▶ **RECORD LIST**
'''
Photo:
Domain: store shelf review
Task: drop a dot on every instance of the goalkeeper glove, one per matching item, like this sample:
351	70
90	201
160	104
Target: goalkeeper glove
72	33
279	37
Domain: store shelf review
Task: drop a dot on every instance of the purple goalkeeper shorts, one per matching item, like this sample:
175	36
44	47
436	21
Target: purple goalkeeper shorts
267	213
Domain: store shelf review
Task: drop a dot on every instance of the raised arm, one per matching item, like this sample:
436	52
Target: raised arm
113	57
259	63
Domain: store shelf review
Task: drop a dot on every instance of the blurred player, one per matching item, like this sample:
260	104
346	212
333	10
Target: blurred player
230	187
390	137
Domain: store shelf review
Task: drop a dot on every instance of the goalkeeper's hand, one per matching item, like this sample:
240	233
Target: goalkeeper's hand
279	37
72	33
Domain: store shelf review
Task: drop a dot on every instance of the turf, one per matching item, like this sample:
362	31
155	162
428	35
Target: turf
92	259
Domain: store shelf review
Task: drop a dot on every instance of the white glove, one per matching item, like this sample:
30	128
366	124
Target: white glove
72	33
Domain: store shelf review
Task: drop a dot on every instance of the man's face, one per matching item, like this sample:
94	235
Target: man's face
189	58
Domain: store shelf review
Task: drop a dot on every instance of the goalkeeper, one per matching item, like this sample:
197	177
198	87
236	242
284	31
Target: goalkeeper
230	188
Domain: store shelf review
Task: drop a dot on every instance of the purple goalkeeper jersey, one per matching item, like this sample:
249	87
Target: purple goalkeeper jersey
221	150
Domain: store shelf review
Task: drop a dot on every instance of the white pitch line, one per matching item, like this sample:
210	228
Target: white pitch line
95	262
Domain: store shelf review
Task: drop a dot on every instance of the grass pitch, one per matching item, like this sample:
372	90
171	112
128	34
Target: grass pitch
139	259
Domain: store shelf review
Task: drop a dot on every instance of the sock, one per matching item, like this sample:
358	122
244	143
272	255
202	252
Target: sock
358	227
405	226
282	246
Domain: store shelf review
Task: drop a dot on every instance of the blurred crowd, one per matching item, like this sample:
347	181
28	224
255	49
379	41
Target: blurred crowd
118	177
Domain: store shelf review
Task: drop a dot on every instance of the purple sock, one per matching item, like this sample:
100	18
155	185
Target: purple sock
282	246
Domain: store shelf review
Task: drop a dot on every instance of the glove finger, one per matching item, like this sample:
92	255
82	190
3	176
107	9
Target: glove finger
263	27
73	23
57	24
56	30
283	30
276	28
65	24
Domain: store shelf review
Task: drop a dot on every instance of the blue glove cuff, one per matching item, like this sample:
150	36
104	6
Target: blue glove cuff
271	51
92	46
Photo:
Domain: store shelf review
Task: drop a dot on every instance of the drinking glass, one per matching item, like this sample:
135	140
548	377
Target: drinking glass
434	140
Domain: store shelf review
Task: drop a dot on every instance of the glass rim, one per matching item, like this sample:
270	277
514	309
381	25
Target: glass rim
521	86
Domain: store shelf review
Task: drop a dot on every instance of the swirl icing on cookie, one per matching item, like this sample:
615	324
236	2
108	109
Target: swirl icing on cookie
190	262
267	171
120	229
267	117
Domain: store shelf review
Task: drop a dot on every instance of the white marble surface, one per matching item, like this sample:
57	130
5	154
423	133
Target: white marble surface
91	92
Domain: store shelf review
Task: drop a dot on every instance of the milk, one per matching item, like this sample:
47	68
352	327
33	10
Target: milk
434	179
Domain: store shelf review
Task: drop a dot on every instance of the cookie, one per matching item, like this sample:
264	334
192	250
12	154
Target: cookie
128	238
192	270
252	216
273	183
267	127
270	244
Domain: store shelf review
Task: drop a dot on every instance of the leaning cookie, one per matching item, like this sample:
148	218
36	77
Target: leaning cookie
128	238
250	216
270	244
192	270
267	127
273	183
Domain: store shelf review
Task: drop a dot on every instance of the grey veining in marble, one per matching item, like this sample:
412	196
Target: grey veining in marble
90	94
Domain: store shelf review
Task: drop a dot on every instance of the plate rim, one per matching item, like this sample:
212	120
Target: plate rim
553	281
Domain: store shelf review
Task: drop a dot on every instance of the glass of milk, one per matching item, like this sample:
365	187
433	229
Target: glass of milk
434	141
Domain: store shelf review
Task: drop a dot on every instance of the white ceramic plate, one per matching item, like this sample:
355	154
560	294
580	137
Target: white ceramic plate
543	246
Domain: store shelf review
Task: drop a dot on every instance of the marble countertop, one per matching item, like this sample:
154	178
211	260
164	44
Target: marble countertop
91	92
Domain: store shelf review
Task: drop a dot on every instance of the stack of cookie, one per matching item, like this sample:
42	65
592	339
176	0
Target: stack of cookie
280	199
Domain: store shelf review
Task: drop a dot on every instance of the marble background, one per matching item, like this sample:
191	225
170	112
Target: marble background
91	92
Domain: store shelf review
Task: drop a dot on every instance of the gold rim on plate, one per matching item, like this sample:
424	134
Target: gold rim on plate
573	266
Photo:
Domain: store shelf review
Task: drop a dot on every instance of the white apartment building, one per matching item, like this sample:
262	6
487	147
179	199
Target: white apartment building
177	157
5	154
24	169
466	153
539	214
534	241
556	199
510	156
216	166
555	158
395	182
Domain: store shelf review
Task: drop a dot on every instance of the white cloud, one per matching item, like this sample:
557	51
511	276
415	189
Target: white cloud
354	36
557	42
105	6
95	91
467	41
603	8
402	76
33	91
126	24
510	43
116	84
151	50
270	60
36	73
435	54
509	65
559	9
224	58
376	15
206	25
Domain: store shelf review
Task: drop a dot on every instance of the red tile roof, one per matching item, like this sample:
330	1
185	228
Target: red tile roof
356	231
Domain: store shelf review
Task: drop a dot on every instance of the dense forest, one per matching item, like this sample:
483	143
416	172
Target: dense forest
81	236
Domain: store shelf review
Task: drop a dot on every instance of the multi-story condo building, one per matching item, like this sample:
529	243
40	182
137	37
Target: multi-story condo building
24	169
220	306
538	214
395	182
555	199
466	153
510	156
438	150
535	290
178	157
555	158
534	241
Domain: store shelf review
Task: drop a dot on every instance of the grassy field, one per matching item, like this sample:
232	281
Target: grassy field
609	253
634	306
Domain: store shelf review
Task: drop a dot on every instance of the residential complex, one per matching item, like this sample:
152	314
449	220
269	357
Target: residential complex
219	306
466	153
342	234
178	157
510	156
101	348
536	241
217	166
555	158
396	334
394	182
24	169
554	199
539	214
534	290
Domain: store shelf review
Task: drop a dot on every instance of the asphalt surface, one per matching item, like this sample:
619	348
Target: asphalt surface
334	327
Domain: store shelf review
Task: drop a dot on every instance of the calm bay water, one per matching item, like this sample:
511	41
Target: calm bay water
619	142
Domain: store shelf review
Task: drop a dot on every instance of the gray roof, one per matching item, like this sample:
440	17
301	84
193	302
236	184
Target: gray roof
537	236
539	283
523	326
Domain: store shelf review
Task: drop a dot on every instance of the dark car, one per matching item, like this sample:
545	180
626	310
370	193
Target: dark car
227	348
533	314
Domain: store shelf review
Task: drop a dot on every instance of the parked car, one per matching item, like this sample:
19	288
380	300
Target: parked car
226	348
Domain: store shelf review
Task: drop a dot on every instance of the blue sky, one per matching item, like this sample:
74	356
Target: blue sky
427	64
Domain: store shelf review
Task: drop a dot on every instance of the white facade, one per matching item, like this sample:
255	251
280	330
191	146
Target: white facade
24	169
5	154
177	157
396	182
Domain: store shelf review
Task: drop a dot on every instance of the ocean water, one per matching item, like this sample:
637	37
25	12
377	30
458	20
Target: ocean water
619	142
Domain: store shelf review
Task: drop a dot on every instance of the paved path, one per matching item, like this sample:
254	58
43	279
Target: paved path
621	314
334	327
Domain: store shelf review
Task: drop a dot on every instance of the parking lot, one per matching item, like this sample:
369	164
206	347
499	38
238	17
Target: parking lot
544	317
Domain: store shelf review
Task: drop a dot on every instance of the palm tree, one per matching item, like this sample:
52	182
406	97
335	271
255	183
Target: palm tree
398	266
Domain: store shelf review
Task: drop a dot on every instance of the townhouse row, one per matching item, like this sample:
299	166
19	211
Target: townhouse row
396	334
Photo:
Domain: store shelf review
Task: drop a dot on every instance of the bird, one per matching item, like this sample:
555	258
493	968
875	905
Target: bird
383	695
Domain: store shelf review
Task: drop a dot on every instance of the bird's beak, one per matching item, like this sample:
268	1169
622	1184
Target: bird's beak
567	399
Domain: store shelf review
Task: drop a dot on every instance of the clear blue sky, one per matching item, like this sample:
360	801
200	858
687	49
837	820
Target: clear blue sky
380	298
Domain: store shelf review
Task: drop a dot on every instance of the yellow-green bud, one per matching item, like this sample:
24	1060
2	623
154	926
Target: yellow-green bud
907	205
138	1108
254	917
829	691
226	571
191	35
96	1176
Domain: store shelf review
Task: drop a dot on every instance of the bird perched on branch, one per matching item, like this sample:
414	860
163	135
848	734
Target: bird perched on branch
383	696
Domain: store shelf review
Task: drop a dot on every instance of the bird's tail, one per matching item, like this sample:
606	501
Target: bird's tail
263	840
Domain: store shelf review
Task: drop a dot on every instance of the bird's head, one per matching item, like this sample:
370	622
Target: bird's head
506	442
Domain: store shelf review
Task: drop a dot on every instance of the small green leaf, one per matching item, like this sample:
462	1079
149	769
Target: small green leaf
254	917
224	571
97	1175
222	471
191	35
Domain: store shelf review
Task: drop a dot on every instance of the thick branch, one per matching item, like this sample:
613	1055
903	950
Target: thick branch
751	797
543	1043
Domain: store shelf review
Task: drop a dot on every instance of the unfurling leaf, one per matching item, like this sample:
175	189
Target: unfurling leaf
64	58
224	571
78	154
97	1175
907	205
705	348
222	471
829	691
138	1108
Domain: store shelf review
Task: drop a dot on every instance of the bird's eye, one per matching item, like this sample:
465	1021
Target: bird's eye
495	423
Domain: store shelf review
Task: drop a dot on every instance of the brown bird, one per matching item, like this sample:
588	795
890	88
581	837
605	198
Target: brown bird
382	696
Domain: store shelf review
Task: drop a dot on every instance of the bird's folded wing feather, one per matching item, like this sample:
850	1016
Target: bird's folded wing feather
'''
▶ **OBJECTIVE**
Select every line of the records above that contains the string "paved", treating uppercase and lowercase as different.

▶ **RESULT OF THIS EXERCISE**
Task: drop a dot on every instance of the paved path, one per matching item, like this sample:
Target: paved path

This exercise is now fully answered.